• **INSTRUCTIONS**:
A. Answer these from the BDS editorial:
(i) Which three senators does it name as pushing the update of the law?
(ii) Which territory does it say was handed over to full Palestinian rule?
(iii) What kind of penalties does it say would be attached?
Mark your answers (i), (ii), (iii) to match.
B. Please write what follows in the BDS editorial, picking up right after its last sentence.

>> Start EXCERPTED TEXT

Big mistake, senator. Push ahead, Sens. Ben Cardin, Rob Portman, Chuck Schumer and others with this important update of longstanding law.

The BDS movement, as it’s known, seeks to turn Israel into a global pariah, offering the phony excuse of the disputed West Bank. Israel has been willing for a long time to hand over the vast majority of the territory along mutually negotiated borders to full Palestinian rule, as was done with Gaza.

But because Hamas and even a critical mass of supposedly moderate Fatah today cling to the hope that Israel can be eliminated, Israel’s presence there begrudgingly endures.

So offended are a coalition of anti-Israel organizations and nations by Israel’s dogged insistence on defending itself, they want to isolate it — America’s staunchest regional ally, and the Mideast’s one true stable democracy — economically and diplomatically.

The obscene vilification of this small country, the singling out of it and it alone for such treatment, can only be called anti-Semitic.

Still, anti-Semitism is permitted in America. Any individual or group or company can choose, based on their own beliefs, whether or not to buy from any particular nation.

Organize a pro-BDS protest; take out a pro-BDS advertisement; write a pro-BDS Op-Ed.

What is illegal, and has been 1977, is when U.S. corporations essentially conduct their own foreign policy by participating in unauthorized international boycotts organized by foreign countries.

Meaning, if Arab governments, as part of an effort to compile a blacklist of those doing business with Israel, demand U.S. companies report their dealings there, the law would prohibit them from responding. With civil — never criminal — penalties attached.

>> End EXCERPTED TEXT
>> Start SOURCE DATA

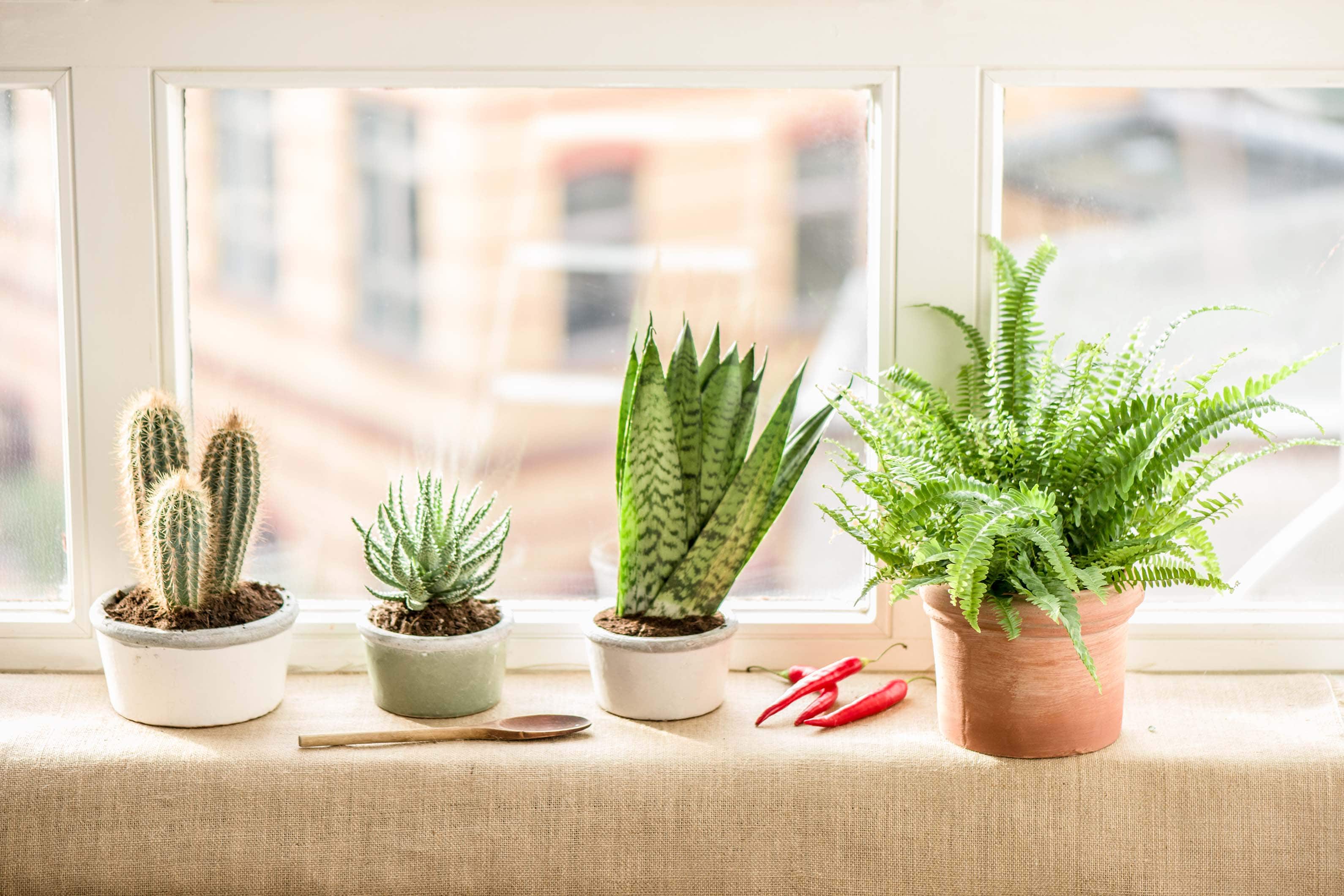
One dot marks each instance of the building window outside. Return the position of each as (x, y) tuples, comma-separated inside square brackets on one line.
[(245, 210), (827, 197), (389, 250), (598, 285)]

>> End SOURCE DATA

• **ANSWERS PER TASK**:
A.
(i) Ben Cardin, Rob Portman and Chuck Schumer
(ii) Gaza
(iii) Civil penalties, never criminal ones

B.
The law, enforced by the federal Office of Antiboycott Compliance, has been reauthorized several times. It has withstood challenges in the courts. It is wholly constitutional.

The long-overdue tweak would simply clarify that it is not only the Arab League boycott of Israel that can trigger such penalties, but boycotts organized by the United Nations and other multinational groups.

With the UN on the BDS warpath, it couldn’t come at a better time.

Opponents, led by the ACLU, ridiculously claim that the legislation criminalizes free speech. This is false; if it did, how would the BDS movement have thrived on college campuses and elsewhere with the 1977 law on the books? Where are the arrested and imprisoned protesters?

But the liars have made their mark — and now Gillibrand, abandoning a good bill, effectively furthers their fallacious smear. That’s the behavior of a coward, which is surely not how New York’s junior senator wants to be known.